5. Fisher Price record player
Whether you remember the young kids' version of the record player, which acted like a wind-up music box and played nursery rhymes, or you had an older kids' version which, while made of colorful plastic, played actual records, you were probably in love. Fischer-Price has released a new version ($21.40, Amazon) of this toy, although it is all electronic and requires batteries. Originals go for $30+ on eBay.
What are your personal top 5 favorites? Let us know, and we'll do a reader favorites roundup!
(Vintage kid: Flickr member tm22 licensed for use under Creative Commons. Cassette: Flickr member Status Frustration licensed for use under Creative Commons. Dot matrix: Flickr member Steve Rhode licensed for use under Creative Commons. Record player: Flickr member gizzypooh licensed for use under Creative Commons)
Comments (11)
I must be old. Still miss the sound of my 28.8 modem firing up AOL. Not that I'd go back to those days...
28.8?!? you kids today! I ran a BBS for many years on a 300 baud modem!
How about a cable "box" with a dial so you can select which of your 20 cable channels you want to watch..? Or for that matter, the dial for your tv antenna? (click-click... click-click..)
Or how about the click of the 8 track changing tracks?
Or... I'd better stop...
1. Netscape Navigator- I still fire up my G3 iMac sometimes just to check it out.
2. Polaroid Camera- My Grandpa had an SX-70 when I was a kid and for some reason I thought it was the most advanced camera ever, even though it was old tech by the time I saw it in the mid-80s.

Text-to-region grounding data
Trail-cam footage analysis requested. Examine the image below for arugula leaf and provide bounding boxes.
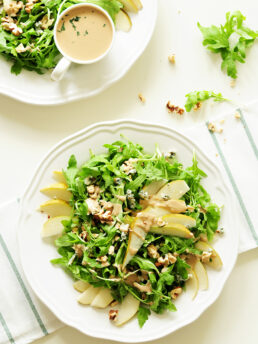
[185,91,227,112]
[137,305,151,327]
[197,11,258,79]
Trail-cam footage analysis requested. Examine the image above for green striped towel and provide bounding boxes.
[0,105,258,344]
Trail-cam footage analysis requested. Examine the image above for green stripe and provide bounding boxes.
[0,234,48,336]
[237,109,258,159]
[206,122,258,245]
[0,313,15,344]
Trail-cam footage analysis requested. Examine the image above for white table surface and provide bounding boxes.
[0,0,258,344]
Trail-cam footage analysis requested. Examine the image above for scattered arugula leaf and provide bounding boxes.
[197,11,258,79]
[185,91,227,112]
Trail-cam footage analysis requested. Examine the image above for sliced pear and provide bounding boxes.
[73,280,90,293]
[116,10,132,32]
[120,0,138,13]
[77,285,101,305]
[162,214,196,228]
[195,240,223,270]
[40,183,72,202]
[186,269,199,300]
[114,294,140,326]
[41,216,70,238]
[91,288,114,308]
[157,180,190,199]
[193,260,209,290]
[53,171,67,184]
[39,199,72,217]
[142,179,167,196]
[150,223,193,239]
[133,0,143,10]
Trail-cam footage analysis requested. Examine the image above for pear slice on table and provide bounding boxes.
[91,288,114,308]
[53,171,67,184]
[116,10,132,32]
[150,223,193,239]
[77,285,101,305]
[120,0,138,13]
[40,183,72,202]
[185,269,199,300]
[157,180,190,199]
[41,216,70,238]
[193,260,209,290]
[39,199,72,217]
[73,280,90,293]
[142,179,167,196]
[114,294,140,326]
[195,240,223,270]
[159,214,196,228]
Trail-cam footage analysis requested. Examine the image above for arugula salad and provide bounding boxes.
[40,138,222,327]
[0,0,124,74]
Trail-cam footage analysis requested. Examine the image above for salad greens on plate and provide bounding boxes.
[0,0,123,74]
[40,139,222,327]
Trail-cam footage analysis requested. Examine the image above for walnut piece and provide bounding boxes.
[171,287,183,300]
[109,309,118,321]
[147,244,160,259]
[166,101,185,115]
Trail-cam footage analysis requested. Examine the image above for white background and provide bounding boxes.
[0,0,258,344]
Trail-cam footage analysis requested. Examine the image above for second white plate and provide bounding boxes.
[18,121,238,343]
[0,0,158,105]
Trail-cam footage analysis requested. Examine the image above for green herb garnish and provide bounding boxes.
[197,11,258,79]
[185,91,227,112]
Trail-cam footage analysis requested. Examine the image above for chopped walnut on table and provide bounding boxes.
[109,309,118,321]
[168,54,176,64]
[166,101,185,115]
[171,287,183,300]
[138,93,146,103]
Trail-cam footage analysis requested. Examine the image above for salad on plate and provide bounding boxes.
[40,137,223,327]
[0,0,142,74]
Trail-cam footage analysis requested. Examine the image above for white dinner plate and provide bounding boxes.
[18,120,238,343]
[0,0,158,105]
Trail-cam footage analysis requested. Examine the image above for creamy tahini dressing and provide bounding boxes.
[56,6,113,61]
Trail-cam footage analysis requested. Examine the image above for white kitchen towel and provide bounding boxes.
[0,200,63,344]
[0,104,258,344]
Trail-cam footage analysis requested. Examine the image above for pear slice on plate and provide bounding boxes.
[91,288,114,308]
[193,260,209,290]
[40,183,72,202]
[157,180,190,199]
[116,10,132,32]
[39,199,72,217]
[162,214,196,228]
[150,223,193,239]
[53,171,67,184]
[73,280,90,293]
[77,285,101,305]
[114,294,140,326]
[195,240,223,270]
[120,0,138,13]
[41,216,70,238]
[185,269,199,300]
[142,179,167,196]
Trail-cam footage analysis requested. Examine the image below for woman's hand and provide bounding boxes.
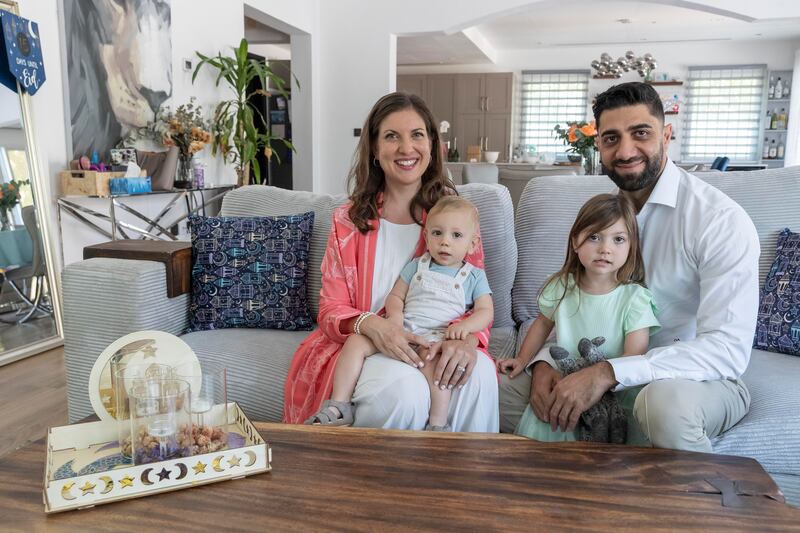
[425,335,478,389]
[359,315,429,368]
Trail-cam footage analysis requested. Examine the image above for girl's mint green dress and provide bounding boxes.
[514,277,661,445]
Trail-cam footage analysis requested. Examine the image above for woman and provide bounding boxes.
[284,93,499,432]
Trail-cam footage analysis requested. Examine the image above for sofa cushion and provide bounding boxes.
[693,167,800,285]
[181,329,316,422]
[189,212,314,331]
[755,228,800,355]
[457,183,517,327]
[220,185,347,320]
[712,350,800,475]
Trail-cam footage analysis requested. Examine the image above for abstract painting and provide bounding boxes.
[63,0,172,161]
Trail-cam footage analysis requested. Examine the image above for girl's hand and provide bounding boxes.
[360,315,429,368]
[497,358,525,379]
[445,322,471,341]
[426,339,478,389]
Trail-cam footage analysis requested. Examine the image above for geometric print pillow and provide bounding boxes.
[753,228,800,355]
[189,211,314,331]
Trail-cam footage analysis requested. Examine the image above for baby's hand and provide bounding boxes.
[497,359,525,379]
[445,322,472,341]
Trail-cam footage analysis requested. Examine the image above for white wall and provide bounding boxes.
[404,40,800,161]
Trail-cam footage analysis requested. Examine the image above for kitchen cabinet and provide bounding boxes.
[397,72,514,160]
[761,70,792,168]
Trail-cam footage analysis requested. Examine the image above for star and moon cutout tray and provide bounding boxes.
[44,402,272,513]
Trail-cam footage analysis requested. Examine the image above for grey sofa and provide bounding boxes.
[63,167,800,505]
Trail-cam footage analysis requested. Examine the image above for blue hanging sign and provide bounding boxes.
[0,11,45,95]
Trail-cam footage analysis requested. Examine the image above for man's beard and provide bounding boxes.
[603,145,664,192]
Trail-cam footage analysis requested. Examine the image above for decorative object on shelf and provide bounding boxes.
[591,50,658,81]
[0,179,29,231]
[553,121,600,175]
[192,39,300,186]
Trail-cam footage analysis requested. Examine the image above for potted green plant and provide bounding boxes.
[192,39,294,185]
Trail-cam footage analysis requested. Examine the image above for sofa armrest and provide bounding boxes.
[62,258,189,422]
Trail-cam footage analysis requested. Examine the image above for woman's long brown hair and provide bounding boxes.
[539,194,645,305]
[348,92,458,233]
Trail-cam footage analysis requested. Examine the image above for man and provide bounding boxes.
[500,82,759,452]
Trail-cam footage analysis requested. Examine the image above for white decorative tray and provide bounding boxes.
[44,403,272,513]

EXERCISE OBJECTIVE: Using the record player excerpt, say whether each statement agrees with it, answering yes or no and quoting the deciding words: (a) The new version of the toy is all electronic and needs batteries. (b) Originals sell for less than $20 on eBay. (c) A commenter ran a BBS on a 300 baud modem. This listing was drawn from a different source than the text.

EXERCISE SOLUTION:
(a) Yes: "it is all electronic and requires batteries"
(b) No: "Originals go for $30+ on eBay."
(c) Yes: "I ran a BBS for many years on a 300 baud modem!"